Over at SexGenderBody, one of our regular contributors – Christina Engela is tirelessly drawing attention to the assault on the laws protecting the LGBTQI community from harassment, hate crimes and violence. These attacks come in the wake of their own “tea-party” of religiously intolerant politicians seek to gain power behind the cross and at the point of a gun. She is a member of the board of the South African Gay & Lesbian Alliance Against Defamation(SA GLAAD), and president of the Eastern Cape Gay & Lesbian Association (ECGLA). She is also active in local politics.
As some of you may have heard by now, Media24 – the former employer of South Africa’s new Ambassador (excuse, me – “High Commissioner”) to Uganda – is challenging the constitutionality of section 10 of Act 4 of 2000.
Why am I still talking about this? Yes, still – because some of you who have been paying attention will already know this – but the sad thing is, many of you now reading this will not even know what it is all about. And it is for your benefit that this is the topic of discussion for today as well. I am hoping this will get through to you – and that the message with get out there, that we as a community are facing a serious threat to our civil rights.
Why? Because Act no 4 of 2000 is a vital piece of legislation. It fills the gap in sec 16.2 c of the SA Constitution. Yes, that nice gap that would allow people to incite hatred or express hate speech against others on the grounds of sexual orientation or gender (which is not mentioned in that specific section) – were it not for this Act, of course, which provides protection for everyone.
Because, along with their former employee – a “journalist” who has been anything but objective, has expressed hate speech and incited harm and promoted hatred against women, gay people, and white people – they face charges in the Equality Court. Obviously, the easiest way to fight such charges – which they know it is highly likely they will be found guilty on – is to fight dirty by trying to change the laws describing the charges to begin with. If the law is changed so it doesn’t describe their crime, how can there be charges? Simple.
See section 10 here:
“Promotion of Equality and Prevention of Unfair Discrimination Act, 2000 (4 of 2000)
Chapter 2 Prevention, Prohibition and Elimination of Unfair Discrimination, Hate Speech and Harassment
10. Prohibition of hate speech
1) Subject to the proviso in section 12, no person may publish, propagate, advocate or communicate words based on one or more of the prohibited grounds, against any person, that could reasonably be construed to demonstrate a clear intention to-
a) be hurtful;
b) be harmful or to incite harm;
c) promote or propagate hatred.
2) Without prejudice to any remedies of a civil nature under this Act, the court may, in accordance with section 21(2)(n) and where appropriate, refer any case dealing with the publication, advocacy, propagation or communication of hate speech as contemplated in subsection (1), to the Director of Public Prosecutions having jurisdiction for the institution of criminal proceedings in terms of the common law or relevant legislation.”

• Record list:
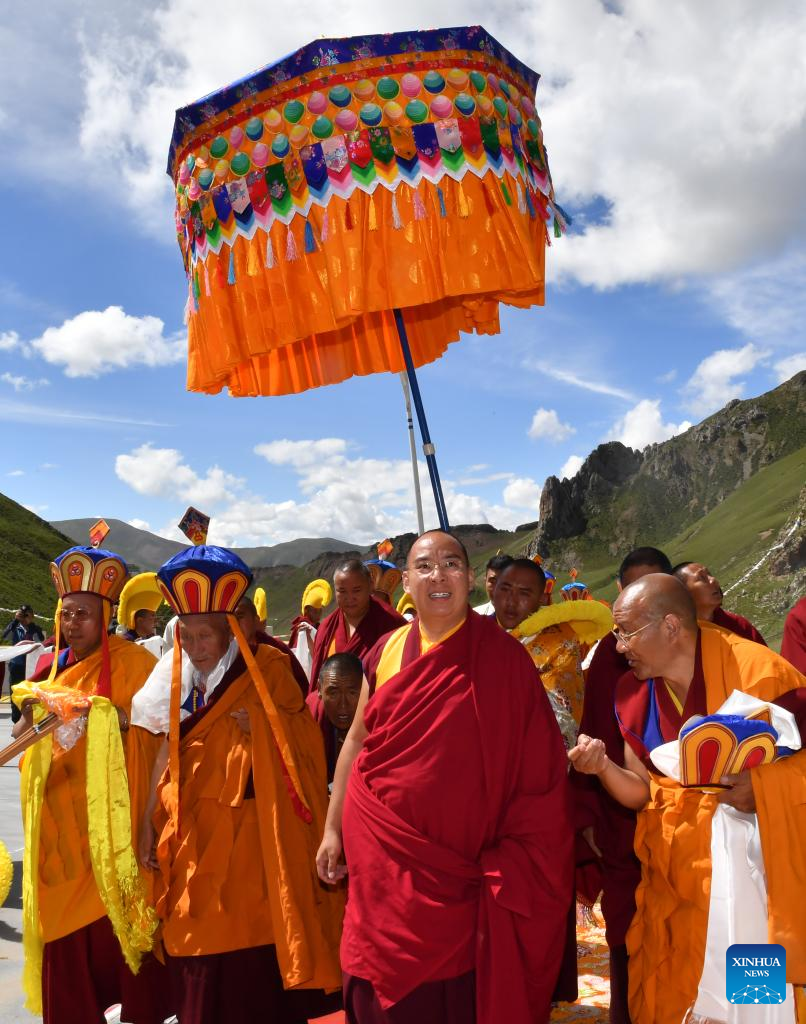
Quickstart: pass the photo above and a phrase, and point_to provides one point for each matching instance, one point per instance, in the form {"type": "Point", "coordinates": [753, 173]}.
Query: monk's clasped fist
{"type": "Point", "coordinates": [589, 756]}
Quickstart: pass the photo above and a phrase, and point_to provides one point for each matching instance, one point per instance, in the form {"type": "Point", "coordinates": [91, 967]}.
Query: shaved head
{"type": "Point", "coordinates": [658, 595]}
{"type": "Point", "coordinates": [656, 629]}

• Work to do:
1. Using the post about South Africa's hate speech law, answer these:
(a) What is Christina Engela's role in the Eastern Cape Gay & Lesbian Association?
(b) Which section of the South African Constitution does Act 4 of 2000 fill a gap in?
(c) Under subsection 2 of section 10, to whom may the court refer a hate speech case?
2. Shorten the paragraph of the post about South Africa's hate speech law that begins "Why? Because Act no 4 of 2000", keeping its main facts.
3. Carry on writing the post about South Africa's hate speech law from the point where the text ends.

• Answers provided:
1.
(a) She is its president.
(b) Section 16.2 c.
(c) To the Director of Public Prosecutions having jurisdiction, for the institution of criminal proceedings.

2. Act 4 of 2000 is vital legislation because it fills a gap in section 16.2 c of the South African Constitution. That section does not mention sexual orientation or gender. Without the Act, the gap would allow people to incite hatred or express hate speech on those grounds. The Act provides protection for everyone.

3.
Do you remember how the religious-right performed back in 2000, when the ACDP and fundamentalist church groups started campaigning against this law? Just do a search online to see the kind of opposition this Act faced – simply on the grounds of the hate crime and hate speech protection it offered us. People were saying it “threatened their faith”, “persecuted the church” to force them to stop venting hatred against people on the grounds of sexual orientation and gender, blah, blah, fish-paste. Funny, despite their very rational reasoning – it was passed, signed by Mbeki – and funnily enough, their fundamentalist churches are all still standing and still just as narrow-minded and reactionary as before. How about that? It makes me wonder what all the fuss was about.
What does Media24 want to change in the Act? Does Media24 want the freedom to rip whole communities to pieces in their publications? Surely their issue with Act No 4 of 2000 is not to seek the freedom to promote racism? I doubt it, because “of course” it is morally reprehensible to air racist hatred in public media, so racism shouldn’t be the issue. So why then?
Who else would they want the freedom to target? As far as South Africa is concerned, while racism is taboo – the jury is still out on homophobia and transphobia – probably on extended lunches with lots of gravy. Perhaps they disagree with the idea set out in the Act that inciting hatred against people should be defined as hate speech? Or that encouraging violence against them here, by praising violent demagogues such as Mugabe for the way they oppressed the pink community in Zim – or asking people to rip gay rights out of the SA Constitution is perfectly acceptable? Or promoting defamatory and inaccurate stereotypes that allowing same gender marriage will open the way to legalized pedophilia and bestiality? Or that religion is of any standing to cast aspersions on the moral character of people based on how they are born? Who knows? They aren’t exactly saying, and as they own most of the print-news media, none of their publications have yet either. I find it particularly disturbing that nobody else seems to be.
Aside from the communique from the Human Rights Commission, I have not seen any mention of it anywhere. I don’t like the implications, but the words “media blackout” leap to mind.
You can’t convince me that this issue of taking on the Act suddenly arose because Media24 wants to freely publish racist comments in the media. No, I am pretty sure it is because of homophobia – because this whole matter arose when their columnist, Jon Qwelane, expressed hate speech and incited hatred and harm against the pink community in his article “Call me names, but gay is NOT okay”. The same week that Qwelane’s article appeared, another Media24 paper published a reader’s poem which described gay people as “children of the Devil”. It seems pretty clear to me why they would want to this – because they target the pink community, because they have done so in the past, and because they want to continue to do so. That’s what I think – and you’re going to have a hard time convincing me otherwise.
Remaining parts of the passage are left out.